SELECTION -
---
Re: Solr Cloud wiki and branch notes

Posted by Andrzej Bialecki <ab...@getopt.org>.

On 2010-01-16 18:18, Yonik Seeley wrote:
> On Fri, Jan 15, 2010 at 7:36 PM, Andrzej Bialecki<ab...@getopt.org>  wrote:
>> Hi,
>>
>> My 0.02 PLN on the subject ...
>>
>> Terminology
>> -----------
>> First the terminology: reading your emails I have a feeling that my head is
>> about to explode. We have to agree on the vocabulary, otherwise we have no
>> hope of reaching any consensus.
>
> We not only need more standardized terminology for email, but for
> exact strings to put in zookeeper.

Indeed.

>> I propose the following vocabulary that has
>> been in use and is generally understood:
>>
>> * (global) search index: a complete collection of all indexed documents.
>>  From a conceptual point of view, this is our complete search space.
>
> We're currently using "collection".  Notice how you had to add
> (global) to clarify what you meant.  I fear that a sentence like "what
> index are you querying" would need constant clarification.

I avoided the word "collection", because Solr deploys various cores 
under "collectionX" names, leading users to assume that core == 
collection. "Global index" is two words but it's unambiguous. I'm fine 
with the "collection" if we clarify the definition and avoid using this 
term for other stuff.

>
>> * index shard: a non-overlapping part of the search index.
>
> When you get down to modeling it, this gets a little squishy and is
> hard to avoid using two words.
> Say the complete collection is covered by ShardX and ShardY.
>
> A way to model this is like so:
>
> /collection
>    /ShardX
>      /node1 [url=..., version=...]
>      /node2 [url=..., version=...]
>      /node3 [url=..., version=...]
>
> It becomes clearer that there are logical shards and physical shards.
> If shards are updateable, they may have different versions at
> different times.

Yes, but they are supposed to be ultimately consistent - that's where 
the replication comes in.
---
Please translate this sentence from the Solr Cloud thread into Spanish: "'Global index' is two words but it's unambiguous."

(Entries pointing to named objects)
---
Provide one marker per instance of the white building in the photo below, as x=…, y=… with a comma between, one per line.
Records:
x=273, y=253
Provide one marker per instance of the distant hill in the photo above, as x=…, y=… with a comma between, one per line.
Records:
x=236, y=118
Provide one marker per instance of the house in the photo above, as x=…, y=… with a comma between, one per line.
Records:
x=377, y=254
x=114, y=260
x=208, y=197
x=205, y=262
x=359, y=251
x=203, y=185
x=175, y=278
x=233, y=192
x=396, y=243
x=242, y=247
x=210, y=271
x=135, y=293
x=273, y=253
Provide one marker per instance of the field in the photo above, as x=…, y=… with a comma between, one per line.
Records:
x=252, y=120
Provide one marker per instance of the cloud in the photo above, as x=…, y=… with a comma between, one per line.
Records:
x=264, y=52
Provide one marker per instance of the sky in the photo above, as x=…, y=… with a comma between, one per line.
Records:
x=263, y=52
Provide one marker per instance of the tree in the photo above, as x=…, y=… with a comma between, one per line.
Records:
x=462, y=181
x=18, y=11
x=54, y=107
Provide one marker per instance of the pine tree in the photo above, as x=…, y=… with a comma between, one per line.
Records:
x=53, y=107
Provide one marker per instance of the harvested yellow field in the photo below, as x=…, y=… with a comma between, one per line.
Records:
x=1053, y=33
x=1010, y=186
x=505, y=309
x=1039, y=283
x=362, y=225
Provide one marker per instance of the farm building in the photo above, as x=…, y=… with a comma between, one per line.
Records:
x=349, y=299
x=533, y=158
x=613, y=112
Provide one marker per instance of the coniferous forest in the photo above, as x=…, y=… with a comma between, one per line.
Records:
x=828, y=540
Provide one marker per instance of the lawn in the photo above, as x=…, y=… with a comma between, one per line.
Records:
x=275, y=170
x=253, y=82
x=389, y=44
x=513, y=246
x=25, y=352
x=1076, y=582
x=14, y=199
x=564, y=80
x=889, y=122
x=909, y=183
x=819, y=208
---
EXPECTED ANSWER - "Índice global" son dos palabras, pero no es ambiguo.